## SELECTED EXCERPT
- Opening Delimiter -

Children with GPI deficiency and their Clinical, laboratory, and mutational profile

Glucose phosphate isomerase (GPI) deficiency, an autosomal recessive condition, shows mutations in the GPI gene on chromosome 19q13.1. These Patients have congenital non-spherocytic hemolytic anemia and sometimes intellectual disability. 

A recent study by Sampagar A. et al. describes the clinical, hematological, and biochemical parameters in the 17 GPI-deficient cases. It recorded the demographic and clinical data and estimated red cell enzyme activity levels. 

The study found the male-to-female ratio was 0.7:1, the median age at diagnosis was 5.0 years, severe neonatal jaundice was present in 82.3% of patients, and subtle neurological manifestations were present in 13.3%. It found Median Hb and MCV levels as 6.3 g/dl and 130.2 fl., respectively. Splenectomized patients needed fewer transfusions. Sixteen of 17 patients showed the pathogenic c.1040G > A (p.Arg347His) homozygous mutation in exon12 of the GPI gene, and one showed the pathogenic c.1414C > T(p.Arg472Cys) homozygous mutation in exon 16.

- Closing Delimiter -

## EXERCISE TASKS
a) Please say whether each statement agrees with the passage on GPI deficiency, answering yes or no and quoting the deciding words. (i) GPI deficiency is inherited in an autosomal dominant way. (ii) Patients who had their spleen removed needed fewer transfusions. (iii) All 17 patients carried the same mutation.
b) Extend the passage on GPI deficiency from its final sentence onward.

## THE DATA

- Opening Delimiter -

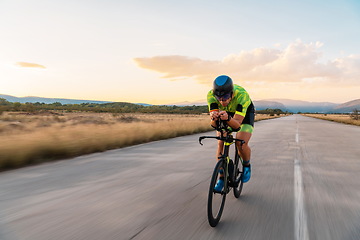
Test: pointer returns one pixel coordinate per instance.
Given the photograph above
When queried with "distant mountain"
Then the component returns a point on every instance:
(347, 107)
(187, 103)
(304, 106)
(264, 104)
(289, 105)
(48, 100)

- Closing Delimiter -
- Opening Delimiter -

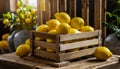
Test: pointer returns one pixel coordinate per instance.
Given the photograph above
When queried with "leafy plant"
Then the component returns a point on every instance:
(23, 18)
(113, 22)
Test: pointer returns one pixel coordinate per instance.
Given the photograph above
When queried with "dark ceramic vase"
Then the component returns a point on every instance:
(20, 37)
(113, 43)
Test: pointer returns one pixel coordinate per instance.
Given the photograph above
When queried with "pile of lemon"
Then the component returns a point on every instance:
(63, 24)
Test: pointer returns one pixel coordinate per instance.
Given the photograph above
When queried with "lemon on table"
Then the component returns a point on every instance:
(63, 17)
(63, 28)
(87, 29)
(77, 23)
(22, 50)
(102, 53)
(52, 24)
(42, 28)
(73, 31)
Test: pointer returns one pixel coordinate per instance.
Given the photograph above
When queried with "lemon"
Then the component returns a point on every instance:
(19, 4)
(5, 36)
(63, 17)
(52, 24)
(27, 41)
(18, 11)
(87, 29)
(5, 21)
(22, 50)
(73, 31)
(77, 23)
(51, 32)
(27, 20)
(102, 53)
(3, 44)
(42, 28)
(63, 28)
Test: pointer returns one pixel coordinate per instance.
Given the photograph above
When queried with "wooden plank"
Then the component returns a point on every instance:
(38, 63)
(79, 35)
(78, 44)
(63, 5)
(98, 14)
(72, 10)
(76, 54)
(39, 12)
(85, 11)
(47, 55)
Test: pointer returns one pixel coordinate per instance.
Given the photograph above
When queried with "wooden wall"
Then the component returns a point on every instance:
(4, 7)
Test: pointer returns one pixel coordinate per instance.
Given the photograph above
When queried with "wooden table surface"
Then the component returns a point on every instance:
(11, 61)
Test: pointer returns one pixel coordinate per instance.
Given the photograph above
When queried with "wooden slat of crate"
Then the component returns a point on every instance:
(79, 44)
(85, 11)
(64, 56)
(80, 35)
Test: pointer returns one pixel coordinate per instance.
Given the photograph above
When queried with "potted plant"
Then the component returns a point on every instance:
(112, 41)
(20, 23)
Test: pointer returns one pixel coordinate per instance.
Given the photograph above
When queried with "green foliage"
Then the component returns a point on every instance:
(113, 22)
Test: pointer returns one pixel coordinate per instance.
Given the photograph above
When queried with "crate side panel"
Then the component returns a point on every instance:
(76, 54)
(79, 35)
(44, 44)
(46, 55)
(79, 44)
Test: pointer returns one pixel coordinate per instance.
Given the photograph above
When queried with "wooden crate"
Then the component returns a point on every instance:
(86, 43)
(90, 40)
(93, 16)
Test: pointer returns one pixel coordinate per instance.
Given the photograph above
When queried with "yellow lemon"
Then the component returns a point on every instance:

- Closing Delimiter -
- Opening Delimiter -

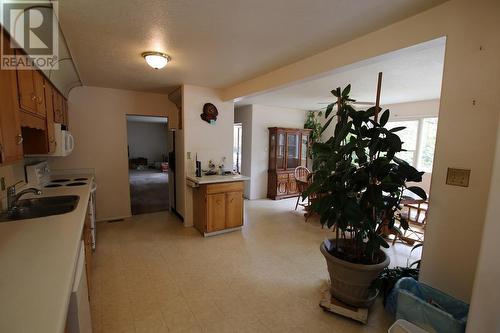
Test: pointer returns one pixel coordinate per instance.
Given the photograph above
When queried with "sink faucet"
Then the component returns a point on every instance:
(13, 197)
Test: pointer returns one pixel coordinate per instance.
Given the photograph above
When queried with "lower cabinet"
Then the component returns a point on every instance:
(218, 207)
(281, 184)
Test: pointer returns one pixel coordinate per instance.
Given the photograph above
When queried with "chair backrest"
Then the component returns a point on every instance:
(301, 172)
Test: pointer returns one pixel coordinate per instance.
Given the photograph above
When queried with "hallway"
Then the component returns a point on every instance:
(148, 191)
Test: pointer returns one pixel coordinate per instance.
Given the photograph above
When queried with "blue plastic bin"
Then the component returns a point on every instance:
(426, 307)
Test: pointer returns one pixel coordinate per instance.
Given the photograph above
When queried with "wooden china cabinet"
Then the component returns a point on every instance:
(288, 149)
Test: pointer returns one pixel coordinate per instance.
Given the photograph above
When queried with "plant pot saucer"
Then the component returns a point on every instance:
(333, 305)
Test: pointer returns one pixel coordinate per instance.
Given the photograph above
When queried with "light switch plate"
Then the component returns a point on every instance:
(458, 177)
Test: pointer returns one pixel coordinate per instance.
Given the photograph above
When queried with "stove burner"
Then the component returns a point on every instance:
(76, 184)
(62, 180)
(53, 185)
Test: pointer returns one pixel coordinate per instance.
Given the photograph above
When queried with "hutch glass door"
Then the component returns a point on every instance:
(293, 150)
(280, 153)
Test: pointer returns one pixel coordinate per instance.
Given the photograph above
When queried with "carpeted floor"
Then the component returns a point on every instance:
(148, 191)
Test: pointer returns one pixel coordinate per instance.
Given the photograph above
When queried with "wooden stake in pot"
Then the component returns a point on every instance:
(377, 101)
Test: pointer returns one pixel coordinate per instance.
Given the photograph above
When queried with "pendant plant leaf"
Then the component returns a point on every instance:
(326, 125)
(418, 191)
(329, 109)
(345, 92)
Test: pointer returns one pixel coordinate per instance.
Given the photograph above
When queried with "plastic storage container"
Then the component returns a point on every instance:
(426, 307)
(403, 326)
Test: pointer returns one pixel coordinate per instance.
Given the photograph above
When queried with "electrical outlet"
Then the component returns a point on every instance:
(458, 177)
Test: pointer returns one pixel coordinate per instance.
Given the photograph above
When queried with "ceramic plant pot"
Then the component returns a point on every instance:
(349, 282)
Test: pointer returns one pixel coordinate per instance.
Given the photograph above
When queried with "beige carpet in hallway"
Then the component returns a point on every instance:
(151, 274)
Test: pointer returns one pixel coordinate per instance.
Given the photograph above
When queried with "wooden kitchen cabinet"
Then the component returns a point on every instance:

- Closing Delimiter -

## TASK RESULTS
a)
(i) No: "an autosomal recessive condition"
(ii) Yes: "Splenectomized patients needed fewer transfusions."
(iii) No: "Sixteen of 17 patients showed the pathogenic c.1040G > A (p.Arg347His) homozygous mutation in exon12 of the GPI gene, and one showed the pathogenic c.1414C > T(p.Arg472Cys) homozygous mutation in exon 16."

b)
In summary, this study reported that neonatal jaundice, macrocytosis, and high prevalence of p.Arg347His variant are predominant in GPI deficiency with an apparent lack of neurological manifestations. It also emphasizes the benefits of splenectomy and the need for genetic counseling.

Int J Hematol. 2022 Feb;115(2):255-262. doi: 10.1007/s12185-021-03240-5. Epub 2021 Oct 27. PMID: 34704234.